● **What you are asked to do**: With the pictures left out, every record must be reproduced exactly.

*****

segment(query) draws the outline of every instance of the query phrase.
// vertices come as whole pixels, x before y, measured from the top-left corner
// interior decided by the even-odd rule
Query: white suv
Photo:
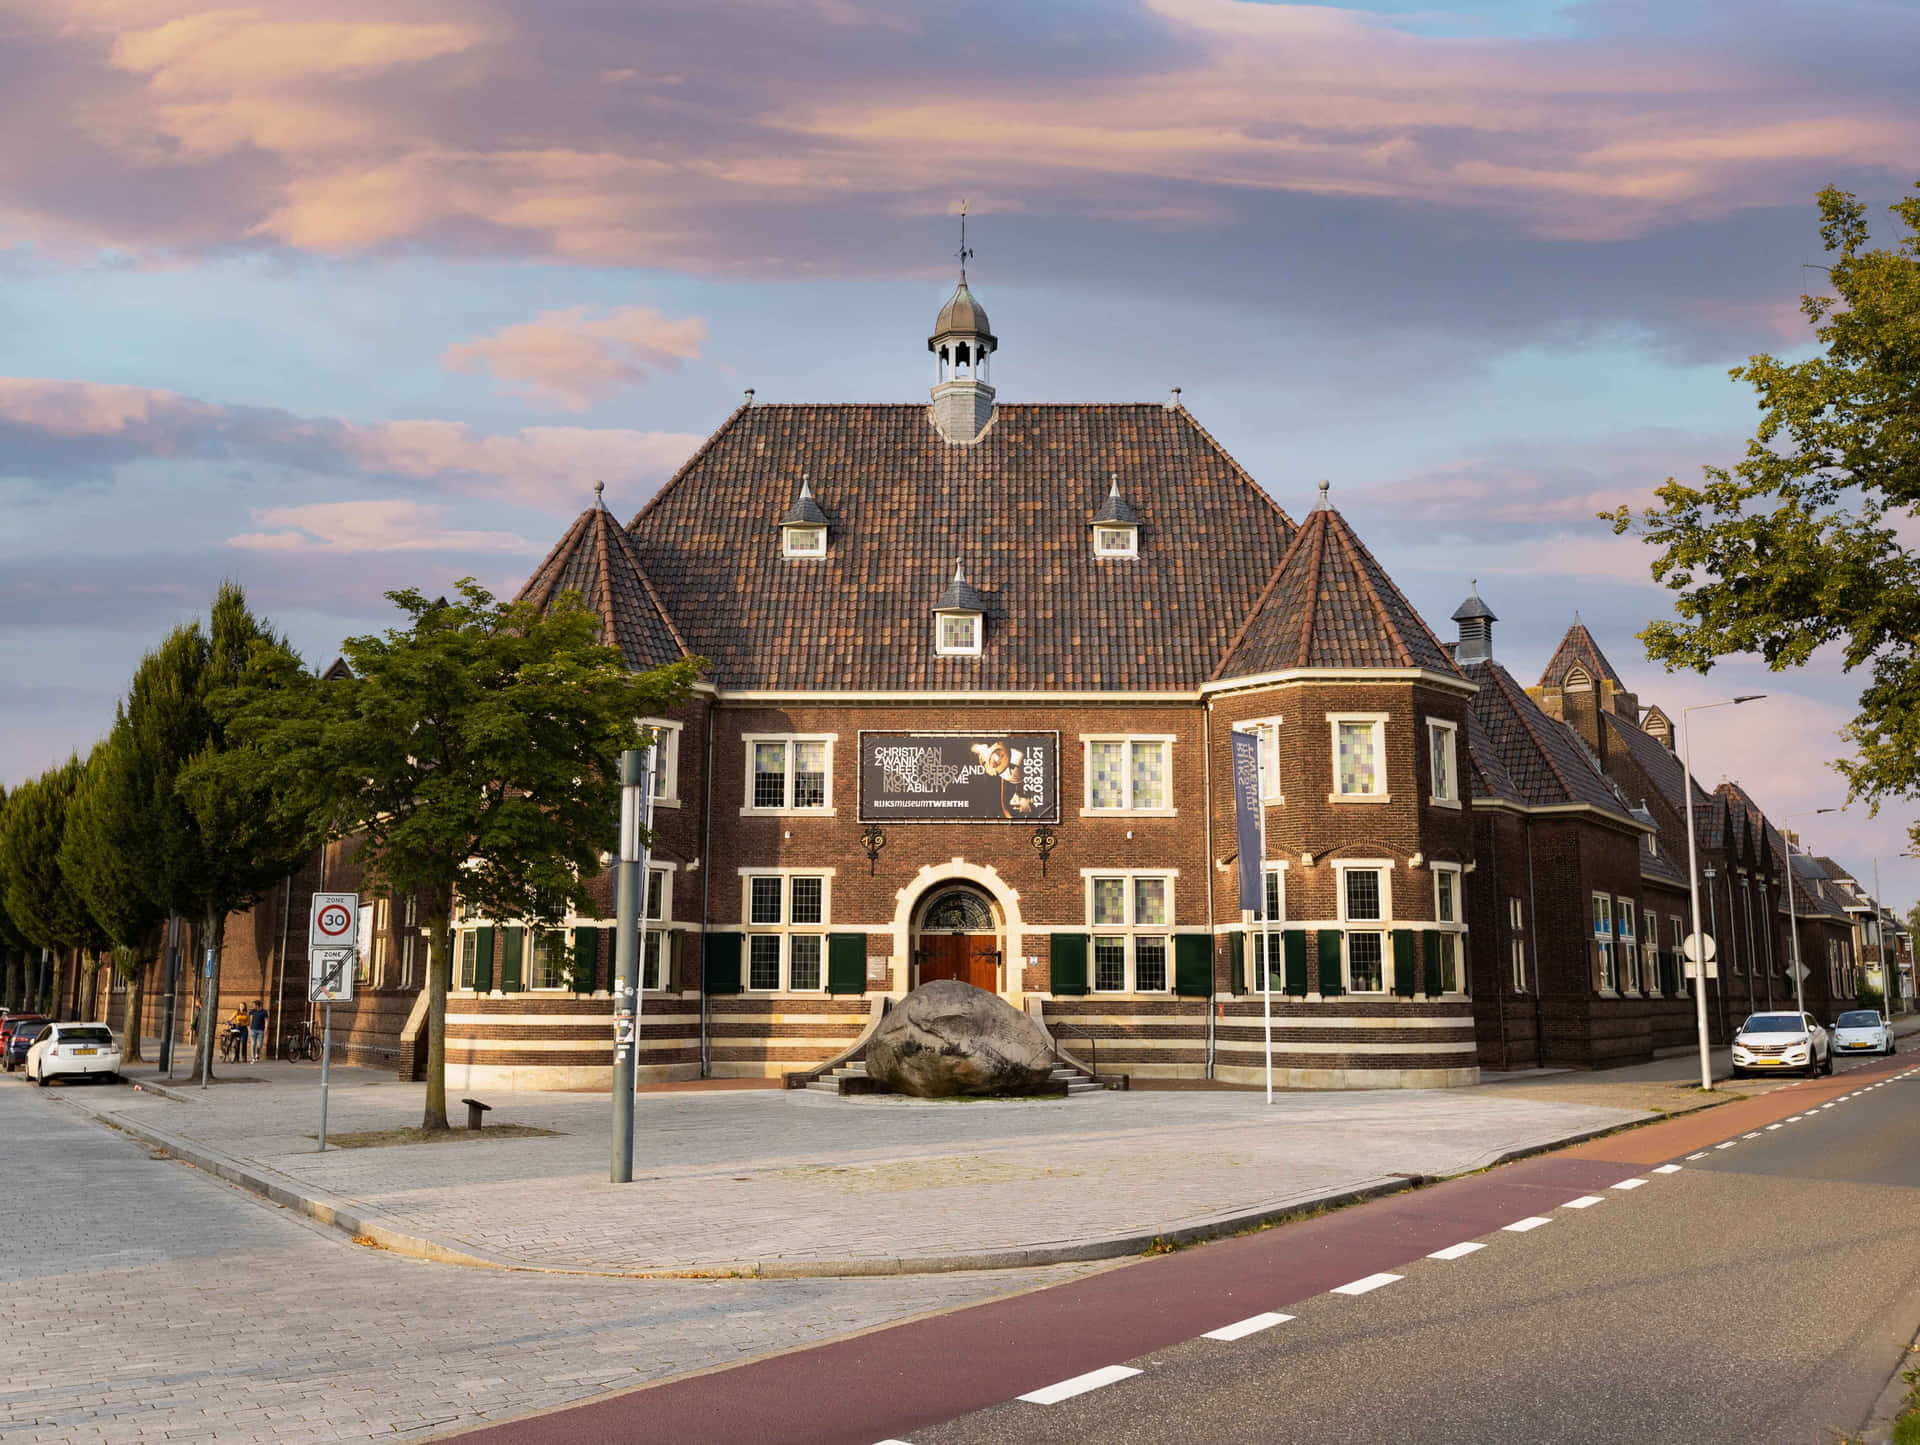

*****

● **Exercise response**:
segment(query) draws the outline of every instance of the query phrase.
// vertices come as whole pixels, x before y, measured from the top-left corner
// interior decided by the even-odd rule
Query: white suv
Photo:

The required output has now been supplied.